= DOCUMENT SEGMENT =
Norman T L Chan: Hong Kong as a risk management hub

Welcoming remarks and keynote speech by Mr Norman T L Chan, Chief Executive of the Hong Kong Monetary Authority, at the Treasury Markets Summit 2019, Hong Kong, 16 September 2019.

The views expressed in this speech are those of the speaker and not the view of the BIS.

Central bank speech  | 
19 September 2019

Ladies and gentlemen,

  1. About 15 years ago, a senior banker suggested to me that, in order to further promote Hong Kong's position as an international financial centre (IFC), we should turn Hong Kong into a "risk management hub" in Asia. However, he did not elaborate further at the time on exactly what he meant and how this could be achieved. To be honest, it was not clear to me then what this risk management hub idea was all about.
  2. Now looking back, I realise that, even without us consciously pursuing the idea as a policy objective, Hong Kong has already made major accomplishment as the "risk management hub" in Asia. Let me explain.

= STATED TASK A =
Name every organization and event that the speech on Hong Kong as a risk management hub mentions.
The speech and the listing have no connection to each other.

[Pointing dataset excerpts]
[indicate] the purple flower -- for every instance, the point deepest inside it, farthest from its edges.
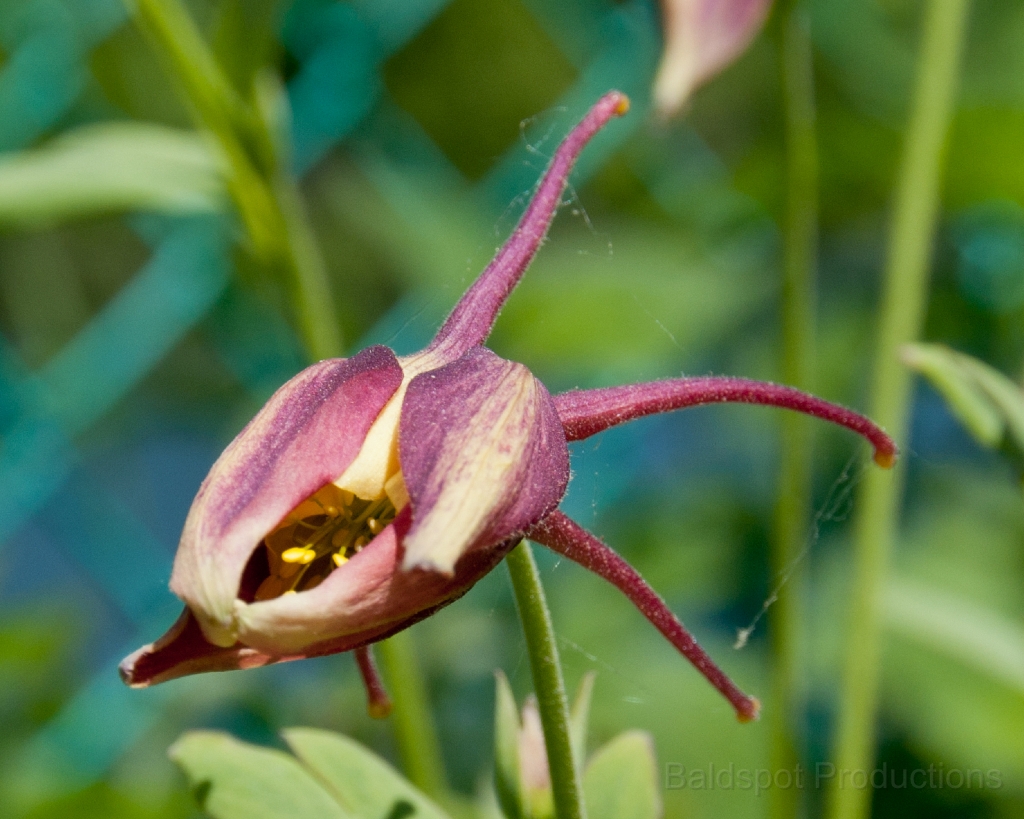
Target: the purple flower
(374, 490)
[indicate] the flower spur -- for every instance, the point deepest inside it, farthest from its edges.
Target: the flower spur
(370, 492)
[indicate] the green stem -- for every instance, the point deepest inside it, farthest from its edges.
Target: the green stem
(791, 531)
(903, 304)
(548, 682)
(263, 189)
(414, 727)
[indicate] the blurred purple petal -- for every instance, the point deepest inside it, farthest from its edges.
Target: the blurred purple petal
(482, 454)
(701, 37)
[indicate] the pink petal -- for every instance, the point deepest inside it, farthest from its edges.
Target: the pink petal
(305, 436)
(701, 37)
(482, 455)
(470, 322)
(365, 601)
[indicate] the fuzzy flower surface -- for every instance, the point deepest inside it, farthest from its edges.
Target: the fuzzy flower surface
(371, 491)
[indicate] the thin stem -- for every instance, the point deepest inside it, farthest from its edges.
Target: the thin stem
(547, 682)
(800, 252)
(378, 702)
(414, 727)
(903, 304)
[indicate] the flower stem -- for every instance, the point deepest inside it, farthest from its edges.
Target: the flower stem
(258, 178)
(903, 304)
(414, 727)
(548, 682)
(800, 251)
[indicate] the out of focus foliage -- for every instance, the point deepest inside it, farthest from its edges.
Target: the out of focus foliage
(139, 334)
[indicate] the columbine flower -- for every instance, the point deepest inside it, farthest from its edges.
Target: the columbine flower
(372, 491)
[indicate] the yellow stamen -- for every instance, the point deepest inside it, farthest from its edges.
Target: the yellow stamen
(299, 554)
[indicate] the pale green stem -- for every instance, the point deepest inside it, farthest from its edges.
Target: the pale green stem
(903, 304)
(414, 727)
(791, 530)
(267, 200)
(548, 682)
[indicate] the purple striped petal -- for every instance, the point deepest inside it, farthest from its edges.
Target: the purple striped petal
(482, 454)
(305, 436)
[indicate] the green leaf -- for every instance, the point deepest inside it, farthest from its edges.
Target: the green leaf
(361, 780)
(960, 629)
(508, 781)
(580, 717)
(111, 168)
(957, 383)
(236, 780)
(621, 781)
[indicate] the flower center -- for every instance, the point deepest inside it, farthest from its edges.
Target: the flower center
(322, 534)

= STATED TASK B =
Identify every line of the listing that contains the string "spur", and copy each of those lines in full.

= RIGHT ANSWER A =
Hong Kong Monetary Authority
Treasury Markets Summit 2019
BIS

= RIGHT ANSWER B =
[indicate] the flower spur -- for every instance, the point deepest inside it, farthest from its edges.
Target: the flower spur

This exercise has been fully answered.